Навуходоносоры в ярости

Надо полагать, всю последнюю неделю Навуходоносоры очень сильно гневались на нас; речь, как вы понимаете, идет о плохоньких Навуходоносорах. Хорошие Навуходоносоры только посмеялись над нашими шутками, зато другие разозлились, и было отчего; мы обвинили их в безумной гордыне да вдобавок доказали, что они не имеют на нее никакого права! это уж слишком. Гнев Навуходоносоров искренний, но неуклюжий, и все кругом очень забавляются их яростью, видя в ней не что иное, как признание вины.

— Отчего же господин де *** сердится? Эта критика его не касается. — К несчастью, касается. — Разве он принадлежит не к старинному роду ***? — Ничуть не бывало. Фамилия его образована от названия поместья, но рожден он просто господином С… — Вот оно что. А господин де Икс…? — А это другое дело, он даже сердиться не имеет права. — Отчего же? — Оттого что его даже плохоньким Навуходоносором не назовешь. — Но я думал… — А я вас уверяю, что он тут вообще ни при чем; он не хороший и не плохой, он не Наву, не ходо и не носор, а весь его гнев продиктован просто-напросто смехотворным тщеславием.

О, за последнюю неделю мы узнали благодаря Навуходоносорам массу в высшей степени забавных вещей; дело в том, что нередко мы лишь назавтра понимаем смысл того, что сказали вчера. Мы так сильно боимся намеков, что, дабы их избежать, пускаемся в околичности и невольно грешим намеками еще более опасными. Того, что мы страшимся сказать, мы не говорим; но мы говорим нечто другое и, как выясняется, сами того не ведая, говорим колкости. Мы так тщательно маскируем похождения одного, что невзначай описываем похождения другого. Критики и романисты — пропащие люди; какой бы смешной изъян они ни описывали, у них непременно получается портрет; какой бы роман ни сочиняли, у них непременно выходит пересказ истинного происшествия. И на что им сдалась эта правдивость? Другое дело букеты Дора или Флориановых пастушков — ни те ни другие решительно никого не возмущали. Неужели и мы обязаны писать так же? Нет, мы обязаны лишь заниматься своим ремеслом добросовестно, какими бы неприятностями и опасностями это ни грозило. Наше дело — изображать смешные черты окружающих, ваши, да и наши тоже — ведь мы и над собой нередко смеемся от души. Наш долг — описывать нравы нашего века. Если мы выводим в наших фельетонах вас, сударь, и вас, сударыня, виноваты в этом вы сами. Зачем ваша жизнь — самая настоящая картина нравов? […]

17 мая 1841 г.

- ИЗВЛЕЧЕННЫЕ ДАННЫЕ:
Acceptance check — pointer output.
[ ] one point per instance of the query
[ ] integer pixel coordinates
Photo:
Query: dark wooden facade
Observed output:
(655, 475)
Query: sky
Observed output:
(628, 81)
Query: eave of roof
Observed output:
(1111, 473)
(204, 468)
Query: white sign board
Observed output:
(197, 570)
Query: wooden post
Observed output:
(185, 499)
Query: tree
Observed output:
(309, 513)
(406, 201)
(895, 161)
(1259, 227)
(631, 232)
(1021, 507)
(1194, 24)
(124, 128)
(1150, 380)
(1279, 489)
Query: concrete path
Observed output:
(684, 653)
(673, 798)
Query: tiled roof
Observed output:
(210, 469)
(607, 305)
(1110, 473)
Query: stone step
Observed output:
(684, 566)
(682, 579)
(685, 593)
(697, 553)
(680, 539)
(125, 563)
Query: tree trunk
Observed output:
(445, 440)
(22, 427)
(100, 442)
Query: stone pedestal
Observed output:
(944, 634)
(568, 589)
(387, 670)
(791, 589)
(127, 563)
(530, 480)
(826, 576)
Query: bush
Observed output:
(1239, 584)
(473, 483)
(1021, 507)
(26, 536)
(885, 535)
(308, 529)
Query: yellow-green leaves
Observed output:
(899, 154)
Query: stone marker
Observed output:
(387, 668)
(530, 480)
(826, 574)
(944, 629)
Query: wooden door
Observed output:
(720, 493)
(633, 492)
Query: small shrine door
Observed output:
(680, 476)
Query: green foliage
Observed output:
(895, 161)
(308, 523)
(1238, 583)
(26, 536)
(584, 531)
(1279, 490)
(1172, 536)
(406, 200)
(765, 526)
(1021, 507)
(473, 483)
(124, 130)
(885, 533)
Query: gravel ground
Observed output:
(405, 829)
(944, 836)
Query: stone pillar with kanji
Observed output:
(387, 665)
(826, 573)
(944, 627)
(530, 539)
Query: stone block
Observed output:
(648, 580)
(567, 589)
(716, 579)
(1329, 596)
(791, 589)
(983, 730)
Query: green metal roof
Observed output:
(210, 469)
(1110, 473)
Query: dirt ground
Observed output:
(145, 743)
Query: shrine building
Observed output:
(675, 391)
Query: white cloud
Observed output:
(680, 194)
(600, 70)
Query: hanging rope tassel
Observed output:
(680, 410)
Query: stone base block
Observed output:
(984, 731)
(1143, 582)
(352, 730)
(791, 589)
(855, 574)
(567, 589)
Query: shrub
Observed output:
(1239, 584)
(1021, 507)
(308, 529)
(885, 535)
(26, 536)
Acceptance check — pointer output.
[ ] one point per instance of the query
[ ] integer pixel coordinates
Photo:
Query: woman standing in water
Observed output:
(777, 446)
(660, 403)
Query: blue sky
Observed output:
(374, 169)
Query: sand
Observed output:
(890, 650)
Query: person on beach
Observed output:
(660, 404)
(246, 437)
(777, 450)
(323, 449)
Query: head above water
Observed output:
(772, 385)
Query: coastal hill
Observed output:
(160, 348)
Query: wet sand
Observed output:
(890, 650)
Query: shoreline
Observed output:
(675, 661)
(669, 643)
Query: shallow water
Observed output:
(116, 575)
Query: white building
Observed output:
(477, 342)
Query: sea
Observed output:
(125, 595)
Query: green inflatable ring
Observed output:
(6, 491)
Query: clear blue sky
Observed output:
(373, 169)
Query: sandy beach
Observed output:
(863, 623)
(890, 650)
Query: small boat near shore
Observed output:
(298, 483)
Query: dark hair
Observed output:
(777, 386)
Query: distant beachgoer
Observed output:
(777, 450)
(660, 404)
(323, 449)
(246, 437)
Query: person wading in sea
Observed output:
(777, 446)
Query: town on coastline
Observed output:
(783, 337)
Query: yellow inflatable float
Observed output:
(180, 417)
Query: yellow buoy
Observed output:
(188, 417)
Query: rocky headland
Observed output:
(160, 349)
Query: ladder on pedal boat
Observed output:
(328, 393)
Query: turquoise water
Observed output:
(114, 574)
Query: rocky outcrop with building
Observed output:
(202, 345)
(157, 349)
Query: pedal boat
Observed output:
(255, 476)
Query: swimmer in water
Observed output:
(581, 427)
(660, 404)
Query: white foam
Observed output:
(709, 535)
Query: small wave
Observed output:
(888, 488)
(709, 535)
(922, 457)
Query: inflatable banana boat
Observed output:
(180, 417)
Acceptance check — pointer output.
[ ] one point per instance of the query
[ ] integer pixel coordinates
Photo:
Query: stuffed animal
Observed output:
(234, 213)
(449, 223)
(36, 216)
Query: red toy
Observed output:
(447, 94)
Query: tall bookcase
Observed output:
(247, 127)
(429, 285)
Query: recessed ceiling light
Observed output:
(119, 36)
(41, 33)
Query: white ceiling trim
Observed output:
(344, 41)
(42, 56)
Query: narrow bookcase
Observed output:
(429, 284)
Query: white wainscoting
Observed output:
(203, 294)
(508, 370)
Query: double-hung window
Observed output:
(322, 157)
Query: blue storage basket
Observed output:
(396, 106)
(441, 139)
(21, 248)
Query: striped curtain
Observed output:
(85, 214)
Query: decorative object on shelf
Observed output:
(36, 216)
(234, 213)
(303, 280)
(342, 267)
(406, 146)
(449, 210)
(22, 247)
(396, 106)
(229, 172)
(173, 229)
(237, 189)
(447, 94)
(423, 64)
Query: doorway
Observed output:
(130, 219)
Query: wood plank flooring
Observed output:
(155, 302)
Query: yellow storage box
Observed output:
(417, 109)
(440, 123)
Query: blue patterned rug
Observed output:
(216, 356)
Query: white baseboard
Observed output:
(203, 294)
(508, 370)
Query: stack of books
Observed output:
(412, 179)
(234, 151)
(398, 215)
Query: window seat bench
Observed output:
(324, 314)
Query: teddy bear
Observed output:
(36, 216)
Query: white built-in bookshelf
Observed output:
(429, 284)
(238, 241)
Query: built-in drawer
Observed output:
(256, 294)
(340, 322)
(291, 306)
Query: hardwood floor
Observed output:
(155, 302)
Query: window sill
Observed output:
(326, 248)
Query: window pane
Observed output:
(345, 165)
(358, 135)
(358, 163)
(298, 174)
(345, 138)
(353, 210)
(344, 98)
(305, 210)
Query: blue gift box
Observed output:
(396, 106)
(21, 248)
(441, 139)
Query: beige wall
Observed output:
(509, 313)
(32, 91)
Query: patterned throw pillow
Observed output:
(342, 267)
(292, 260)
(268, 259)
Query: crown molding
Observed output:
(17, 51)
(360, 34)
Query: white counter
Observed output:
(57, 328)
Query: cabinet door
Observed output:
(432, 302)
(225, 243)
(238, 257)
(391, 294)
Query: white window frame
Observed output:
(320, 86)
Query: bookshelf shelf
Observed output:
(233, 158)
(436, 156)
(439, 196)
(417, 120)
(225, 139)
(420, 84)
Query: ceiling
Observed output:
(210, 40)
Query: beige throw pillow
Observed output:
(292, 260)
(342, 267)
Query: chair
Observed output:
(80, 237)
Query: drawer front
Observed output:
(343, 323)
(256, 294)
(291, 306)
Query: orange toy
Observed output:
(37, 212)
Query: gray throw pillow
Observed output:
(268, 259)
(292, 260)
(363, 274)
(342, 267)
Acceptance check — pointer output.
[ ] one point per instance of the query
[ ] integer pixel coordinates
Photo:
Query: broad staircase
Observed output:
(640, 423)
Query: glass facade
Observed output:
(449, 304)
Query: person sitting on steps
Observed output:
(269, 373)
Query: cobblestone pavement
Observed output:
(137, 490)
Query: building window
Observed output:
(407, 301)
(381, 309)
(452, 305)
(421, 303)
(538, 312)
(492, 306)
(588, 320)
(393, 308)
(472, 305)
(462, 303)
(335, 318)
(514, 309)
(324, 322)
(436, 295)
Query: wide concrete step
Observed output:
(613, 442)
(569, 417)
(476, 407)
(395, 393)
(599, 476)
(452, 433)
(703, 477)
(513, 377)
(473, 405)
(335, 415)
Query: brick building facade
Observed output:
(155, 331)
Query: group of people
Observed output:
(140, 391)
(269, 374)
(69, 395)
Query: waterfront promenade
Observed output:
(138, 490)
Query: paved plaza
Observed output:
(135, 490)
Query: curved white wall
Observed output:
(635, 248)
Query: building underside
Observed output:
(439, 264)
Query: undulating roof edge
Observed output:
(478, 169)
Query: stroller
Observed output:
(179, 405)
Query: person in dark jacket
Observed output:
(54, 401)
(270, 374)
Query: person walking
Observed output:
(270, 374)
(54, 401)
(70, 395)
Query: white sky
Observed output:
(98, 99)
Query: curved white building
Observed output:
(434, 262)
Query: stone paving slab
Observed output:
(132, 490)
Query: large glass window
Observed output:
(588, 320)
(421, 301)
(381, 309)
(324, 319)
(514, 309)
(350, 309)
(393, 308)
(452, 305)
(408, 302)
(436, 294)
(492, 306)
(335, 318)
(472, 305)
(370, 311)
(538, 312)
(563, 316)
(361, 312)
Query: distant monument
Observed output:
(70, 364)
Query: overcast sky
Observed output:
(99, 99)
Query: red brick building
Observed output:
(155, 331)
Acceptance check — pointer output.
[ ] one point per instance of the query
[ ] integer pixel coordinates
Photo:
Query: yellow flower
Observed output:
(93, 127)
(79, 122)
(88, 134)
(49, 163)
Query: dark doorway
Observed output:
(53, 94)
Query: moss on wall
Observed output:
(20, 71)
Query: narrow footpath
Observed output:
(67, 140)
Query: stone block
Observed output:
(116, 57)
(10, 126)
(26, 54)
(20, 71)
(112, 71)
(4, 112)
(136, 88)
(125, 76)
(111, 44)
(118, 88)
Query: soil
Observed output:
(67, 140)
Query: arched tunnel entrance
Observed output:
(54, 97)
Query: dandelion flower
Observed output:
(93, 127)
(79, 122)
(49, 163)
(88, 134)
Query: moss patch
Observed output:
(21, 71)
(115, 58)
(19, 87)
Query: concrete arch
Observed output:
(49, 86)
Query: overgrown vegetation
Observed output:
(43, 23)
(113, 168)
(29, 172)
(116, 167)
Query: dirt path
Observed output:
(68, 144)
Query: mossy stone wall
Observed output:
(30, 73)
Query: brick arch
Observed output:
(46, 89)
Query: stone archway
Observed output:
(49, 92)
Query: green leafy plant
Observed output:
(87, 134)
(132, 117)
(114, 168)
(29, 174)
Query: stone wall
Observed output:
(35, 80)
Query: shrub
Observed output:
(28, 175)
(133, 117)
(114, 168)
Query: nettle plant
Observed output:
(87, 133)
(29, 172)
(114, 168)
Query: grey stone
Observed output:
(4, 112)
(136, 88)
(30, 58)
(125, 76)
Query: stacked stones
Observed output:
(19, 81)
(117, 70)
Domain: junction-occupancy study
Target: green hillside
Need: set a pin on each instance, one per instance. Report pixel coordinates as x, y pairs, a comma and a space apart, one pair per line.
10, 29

- УСЛОВИЕ ЗАДАНИЯ: В отрывке о Навуходоносорах замените «шутками» на «остротами». Перепишите участок от «Навуходоносоры в ярости» до «как признание вины.» включительно.

- ПОЛУЧЕННЫЙ РЕЗУЛЬТАТ:
Навуходоносоры в ярости

Надо полагать, всю последнюю неделю Навуходоносоры очень сильно гневались на нас; речь, как вы понимаете, идет о плохоньких Навуходоносорах. Хорошие Навуходоносоры только посмеялись над нашими остротами, зато другие разозлились, и было отчего; мы обвинили их в безумной гордыне да вдобавок доказали, что они не имеют на нее никакого права! это уж слишком. Гнев Навуходоносоров искренний, но неуклюжий, и все кругом очень забавляются их яростью, видя в ней не что иное, как признание вины.